Dataset content:
=======
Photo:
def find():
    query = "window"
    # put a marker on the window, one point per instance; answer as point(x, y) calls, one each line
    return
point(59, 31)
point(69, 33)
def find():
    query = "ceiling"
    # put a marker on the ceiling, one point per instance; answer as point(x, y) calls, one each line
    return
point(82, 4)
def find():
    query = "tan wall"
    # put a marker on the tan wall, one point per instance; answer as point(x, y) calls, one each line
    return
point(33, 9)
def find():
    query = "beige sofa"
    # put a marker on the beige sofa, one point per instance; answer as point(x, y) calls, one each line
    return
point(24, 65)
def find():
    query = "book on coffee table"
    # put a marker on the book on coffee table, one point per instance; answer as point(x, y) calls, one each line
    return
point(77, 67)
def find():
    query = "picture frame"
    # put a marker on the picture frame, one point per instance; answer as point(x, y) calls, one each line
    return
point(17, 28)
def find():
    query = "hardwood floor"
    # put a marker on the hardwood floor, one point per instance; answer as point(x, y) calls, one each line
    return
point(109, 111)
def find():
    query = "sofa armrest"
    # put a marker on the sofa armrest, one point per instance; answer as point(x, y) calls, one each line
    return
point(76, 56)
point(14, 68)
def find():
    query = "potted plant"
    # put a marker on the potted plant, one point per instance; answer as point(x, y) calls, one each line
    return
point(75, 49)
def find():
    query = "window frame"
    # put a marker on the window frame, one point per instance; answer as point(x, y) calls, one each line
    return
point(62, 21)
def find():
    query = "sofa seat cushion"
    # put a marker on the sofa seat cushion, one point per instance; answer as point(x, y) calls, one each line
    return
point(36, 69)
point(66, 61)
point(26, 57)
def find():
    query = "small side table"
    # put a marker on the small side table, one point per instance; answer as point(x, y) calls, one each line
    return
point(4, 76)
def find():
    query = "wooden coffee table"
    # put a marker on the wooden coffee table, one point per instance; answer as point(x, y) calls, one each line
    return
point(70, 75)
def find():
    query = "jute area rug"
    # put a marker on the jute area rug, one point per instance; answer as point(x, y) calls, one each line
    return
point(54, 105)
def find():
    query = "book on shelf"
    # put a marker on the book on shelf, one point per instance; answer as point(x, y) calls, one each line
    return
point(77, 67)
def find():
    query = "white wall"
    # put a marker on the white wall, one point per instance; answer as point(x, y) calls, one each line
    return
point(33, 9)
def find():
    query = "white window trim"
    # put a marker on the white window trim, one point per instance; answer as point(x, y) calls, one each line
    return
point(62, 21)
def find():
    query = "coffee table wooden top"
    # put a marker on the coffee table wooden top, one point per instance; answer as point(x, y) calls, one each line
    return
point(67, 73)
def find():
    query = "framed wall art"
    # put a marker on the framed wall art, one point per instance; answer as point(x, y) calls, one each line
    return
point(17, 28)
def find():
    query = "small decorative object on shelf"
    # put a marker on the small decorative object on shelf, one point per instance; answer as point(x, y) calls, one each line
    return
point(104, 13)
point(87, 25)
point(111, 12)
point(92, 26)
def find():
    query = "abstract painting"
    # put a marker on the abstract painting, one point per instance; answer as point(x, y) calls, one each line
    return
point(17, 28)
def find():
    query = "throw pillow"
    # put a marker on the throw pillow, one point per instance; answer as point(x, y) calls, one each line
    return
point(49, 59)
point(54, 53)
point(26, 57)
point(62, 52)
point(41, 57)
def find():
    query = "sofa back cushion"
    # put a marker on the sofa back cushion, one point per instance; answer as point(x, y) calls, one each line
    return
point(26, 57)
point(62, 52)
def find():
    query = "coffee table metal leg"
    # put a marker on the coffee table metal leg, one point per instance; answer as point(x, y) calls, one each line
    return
=======
Exercise directions: Quote each line of the data above exactly as written.

Response for this exercise:
Photo:
def find():
    query = "window"
    # put a marker on the window, one point per instance; answer as point(x, y) calls, one each line
    return
point(59, 31)
point(69, 33)
def find():
    query = "ceiling"
    # put a marker on the ceiling, one point per instance; answer as point(x, y) calls, one each line
    return
point(82, 4)
def find():
    query = "tan wall"
    # put a marker on the tan wall, one point per instance; answer as point(x, y) calls, one each line
    return
point(33, 9)
def find():
    query = "beige sofa"
    # put a marker on the beige sofa, one point per instance; answer as point(x, y) calls, one each line
    return
point(24, 65)
def find():
    query = "book on coffee table"
    # put a marker on the book on coffee table, one point per instance; answer as point(x, y) calls, one each line
    return
point(77, 67)
def find():
    query = "picture frame"
    # put a marker on the picture frame, one point per instance; answer as point(x, y) calls, one each line
    return
point(17, 28)
def find():
    query = "hardwood floor"
    # put a marker on the hardwood floor, one point per instance; answer as point(x, y) calls, one each line
    return
point(109, 111)
def find():
    query = "sofa armrest"
    # put a marker on the sofa armrest, one point per instance; answer as point(x, y) calls, one each line
    return
point(76, 56)
point(14, 68)
def find():
    query = "potted plant"
    # put a marker on the potted plant, one point per instance; answer as point(x, y) calls, one each line
    return
point(75, 49)
def find():
    query = "window frame"
    # put a marker on the window frame, one point per instance; answer as point(x, y) calls, one each line
    return
point(62, 21)
def find():
    query = "sofa seat cushion"
    # put a marker on the sofa seat cushion, one point per instance; answer as point(x, y) calls, one each line
    return
point(36, 69)
point(66, 61)
point(26, 57)
def find():
    query = "small side table"
    # put a marker on the small side table, one point per instance; answer as point(x, y) calls, one each line
    return
point(4, 76)
def find():
    query = "wooden coffee table"
    # put a marker on the wooden coffee table, one point per instance; answer as point(x, y) calls, one each line
    return
point(70, 75)
def find():
    query = "jute area rug"
    # put a marker on the jute area rug, one point per instance; answer as point(x, y) calls, one each line
    return
point(54, 105)
def find():
    query = "book on shelf"
    # put a marker on the book on shelf, one point per instance; answer as point(x, y) calls, one each line
    return
point(77, 67)
def find():
    query = "white wall"
    # put a marker on the white wall, one point per instance; answer as point(x, y) calls, one each line
    return
point(33, 9)
def find():
    query = "white window trim"
    # put a marker on the white window trim, one point per instance; answer as point(x, y) calls, one each line
    return
point(62, 21)
def find():
    query = "coffee table wooden top"
    # put a marker on the coffee table wooden top, one point per instance; answer as point(x, y) calls, one each line
    return
point(67, 73)
def find():
    query = "framed wall art"
    # put a marker on the framed wall art, one point per instance; answer as point(x, y) calls, one each line
    return
point(17, 28)
def find():
    query = "small decorative object on shelf"
    # put a marker on the small decorative object on shelf, one point per instance; answer as point(x, y) calls, one each line
    return
point(104, 13)
point(87, 25)
point(111, 12)
point(92, 26)
def find():
    query = "abstract painting"
    # put a marker on the abstract painting, one point per instance; answer as point(x, y) calls, one each line
    return
point(17, 28)
def find():
    query = "throw pillow"
    # put a marker on the throw pillow, one point per instance; answer as point(x, y) calls, one each line
    return
point(49, 59)
point(54, 53)
point(26, 57)
point(62, 52)
point(41, 57)
def find():
    query = "sofa back cushion"
    # put a marker on the sofa back cushion, one point per instance; answer as point(x, y) calls, one each line
    return
point(26, 57)
point(62, 52)
def find():
    query = "coffee table metal leg"
    # put a marker on the coffee table metal leg, one point per instance; answer as point(x, y) calls, one each line
    return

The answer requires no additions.